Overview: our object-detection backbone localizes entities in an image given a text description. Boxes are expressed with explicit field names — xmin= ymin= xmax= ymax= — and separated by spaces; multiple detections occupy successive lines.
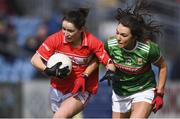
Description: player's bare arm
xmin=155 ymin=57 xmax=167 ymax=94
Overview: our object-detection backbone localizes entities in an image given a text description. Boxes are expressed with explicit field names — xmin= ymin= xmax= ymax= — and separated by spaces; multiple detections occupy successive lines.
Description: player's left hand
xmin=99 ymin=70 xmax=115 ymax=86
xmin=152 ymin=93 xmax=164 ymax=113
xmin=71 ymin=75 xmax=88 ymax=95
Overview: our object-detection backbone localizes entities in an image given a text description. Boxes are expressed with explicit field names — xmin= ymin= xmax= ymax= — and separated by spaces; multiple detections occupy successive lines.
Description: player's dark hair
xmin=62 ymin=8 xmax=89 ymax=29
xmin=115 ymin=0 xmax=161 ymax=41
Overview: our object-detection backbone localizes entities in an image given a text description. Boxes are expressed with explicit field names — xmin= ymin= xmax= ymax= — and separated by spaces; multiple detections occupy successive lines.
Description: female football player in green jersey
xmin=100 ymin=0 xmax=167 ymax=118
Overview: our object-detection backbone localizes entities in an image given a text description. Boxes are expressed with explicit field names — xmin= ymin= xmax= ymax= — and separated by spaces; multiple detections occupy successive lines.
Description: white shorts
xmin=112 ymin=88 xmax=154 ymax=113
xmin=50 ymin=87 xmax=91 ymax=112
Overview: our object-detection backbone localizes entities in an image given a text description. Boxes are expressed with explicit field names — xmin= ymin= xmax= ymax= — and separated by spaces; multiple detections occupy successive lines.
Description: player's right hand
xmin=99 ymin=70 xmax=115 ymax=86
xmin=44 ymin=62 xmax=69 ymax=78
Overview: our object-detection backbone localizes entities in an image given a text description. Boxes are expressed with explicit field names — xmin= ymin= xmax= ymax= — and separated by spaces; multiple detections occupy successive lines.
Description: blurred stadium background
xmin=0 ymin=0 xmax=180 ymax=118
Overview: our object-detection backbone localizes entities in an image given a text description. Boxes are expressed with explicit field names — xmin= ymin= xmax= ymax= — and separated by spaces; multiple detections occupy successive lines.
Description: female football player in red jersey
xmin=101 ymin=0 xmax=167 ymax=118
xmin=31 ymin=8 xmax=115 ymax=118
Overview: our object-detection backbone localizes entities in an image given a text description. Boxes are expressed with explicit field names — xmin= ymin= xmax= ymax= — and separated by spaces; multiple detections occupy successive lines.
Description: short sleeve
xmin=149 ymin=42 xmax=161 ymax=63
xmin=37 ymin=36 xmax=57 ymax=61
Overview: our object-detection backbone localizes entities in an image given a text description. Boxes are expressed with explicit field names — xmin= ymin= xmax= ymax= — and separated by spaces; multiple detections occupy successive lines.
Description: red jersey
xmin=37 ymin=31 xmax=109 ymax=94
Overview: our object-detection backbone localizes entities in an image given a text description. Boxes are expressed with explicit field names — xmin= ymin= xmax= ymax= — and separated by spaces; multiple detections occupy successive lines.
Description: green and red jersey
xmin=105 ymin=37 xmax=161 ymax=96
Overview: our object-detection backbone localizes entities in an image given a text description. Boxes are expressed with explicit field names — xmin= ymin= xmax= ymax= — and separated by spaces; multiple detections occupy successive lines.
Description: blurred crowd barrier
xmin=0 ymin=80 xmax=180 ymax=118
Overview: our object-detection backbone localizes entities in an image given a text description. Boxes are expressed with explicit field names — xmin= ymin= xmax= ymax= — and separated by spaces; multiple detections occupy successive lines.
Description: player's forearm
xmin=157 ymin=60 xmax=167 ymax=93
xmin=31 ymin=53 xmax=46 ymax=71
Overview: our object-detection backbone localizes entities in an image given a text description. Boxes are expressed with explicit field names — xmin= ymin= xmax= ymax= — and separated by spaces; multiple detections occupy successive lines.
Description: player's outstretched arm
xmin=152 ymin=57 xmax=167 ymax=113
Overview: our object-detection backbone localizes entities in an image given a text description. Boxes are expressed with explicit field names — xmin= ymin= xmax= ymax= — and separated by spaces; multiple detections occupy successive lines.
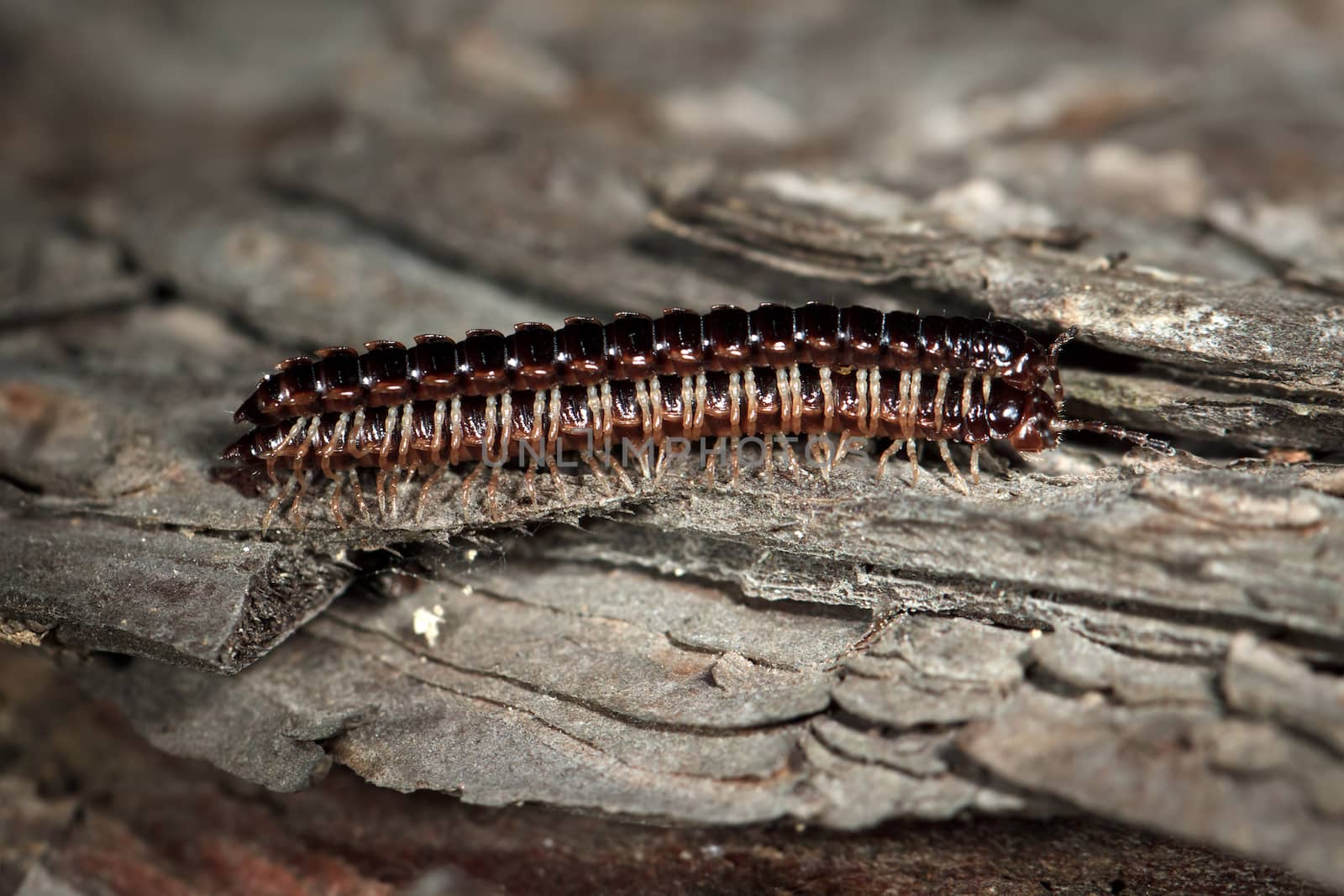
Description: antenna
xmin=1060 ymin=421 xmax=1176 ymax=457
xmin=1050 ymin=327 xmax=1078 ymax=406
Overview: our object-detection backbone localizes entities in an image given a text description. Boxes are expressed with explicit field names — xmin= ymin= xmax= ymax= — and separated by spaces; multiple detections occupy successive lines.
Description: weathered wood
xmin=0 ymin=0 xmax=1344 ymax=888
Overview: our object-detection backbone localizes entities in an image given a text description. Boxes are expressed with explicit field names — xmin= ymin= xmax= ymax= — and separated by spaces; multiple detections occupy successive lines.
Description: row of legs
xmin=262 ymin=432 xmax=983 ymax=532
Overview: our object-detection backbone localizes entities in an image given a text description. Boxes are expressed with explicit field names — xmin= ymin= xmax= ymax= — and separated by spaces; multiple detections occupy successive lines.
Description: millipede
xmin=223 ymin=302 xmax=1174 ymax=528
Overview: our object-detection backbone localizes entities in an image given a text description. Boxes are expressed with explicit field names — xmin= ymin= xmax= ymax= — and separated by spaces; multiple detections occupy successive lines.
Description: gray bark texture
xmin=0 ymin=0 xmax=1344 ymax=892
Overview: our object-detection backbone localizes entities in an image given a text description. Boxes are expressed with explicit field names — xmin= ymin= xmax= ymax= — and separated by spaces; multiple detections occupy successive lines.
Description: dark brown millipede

---

▶ **TASK DIRECTIONS**
How many of the lines above contain the word "blurred"? Reply with the number alone.

▶ **RESULT**
2